Nagios has an HTTP front-end that runs in any browser, anywhere. Netcool’s front end uses the Java Runtime Environment, another piece of garbage software that I loathe. A side-rant on Java: I have six different platforms that I need to use Java to manage, and I have to run two different versions of JRE to do that, because half the programs only run on an older version of Java. Every time a new version of the JRE comes out it breaks something new. Fuck Java in the ear. Give me a CLI any day. If I can’t manage it via SSH, you have failed as a vendor.
Anyway, we were promised that Netcool would perform automatic network discovery, cutting down on management time and effort. We were also told that Netcool would use our network diagrams to determine the systems that any given fault affected, and then isolate the root cause without setting off hundreds of alarms to sift through. Both of those claims turned out to be complete bullshit. Cutting down on management overhead? Is that why we hired someone to manage the monitoring software full-time? Is that why instead of having a dozen people who knew our monitoring platform inside and out we now have one, who spent weeks at IBM training for the job? Is that why, millions of dollars and a year and a half after full deployment, we still have a solution that’s only marginally better than Nagios was, and not at all better than it would have been if we had put in the same effort to upgrade that platform?
I’m so glad I don’t have to deal with that horse-shit Netcool software any more. You couldn’t pay me enough to do it again.
- They were likely full of shit, but management bought what they were selling [↩]

* _Provided material_:

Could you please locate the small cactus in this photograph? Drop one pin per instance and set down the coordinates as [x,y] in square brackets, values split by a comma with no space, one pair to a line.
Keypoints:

* _Task to complete_:
Answer these questions using the excerpt on the monitoring software:
1. What does Netcool's front end use?
2. How many different versions of the JRE does the writer need to run?
3. Where did the person hired to manage the monitoring software train for the job?

* _Output for this exercise_:
1. The Java Runtime Environment.
2. Two.
3. At IBM.